> [DATA LINES]:
※ ※ ※

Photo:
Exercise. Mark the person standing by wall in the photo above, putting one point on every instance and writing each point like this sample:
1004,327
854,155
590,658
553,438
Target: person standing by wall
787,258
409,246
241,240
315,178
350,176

※ ※ ※

> [WORK REQUIRED]:
Reproduce every one of the entries above verbatim, keeping each line unchanged and in its original order.

> [COMPLETE ANSWER]:
Photo:
Exercise. Mark the person standing by wall in the photo above, putting one point on every instance and writing each point like this sample:
1004,327
854,155
590,658
553,438
Target: person standing by wall
787,258
409,246
241,240
315,178
350,176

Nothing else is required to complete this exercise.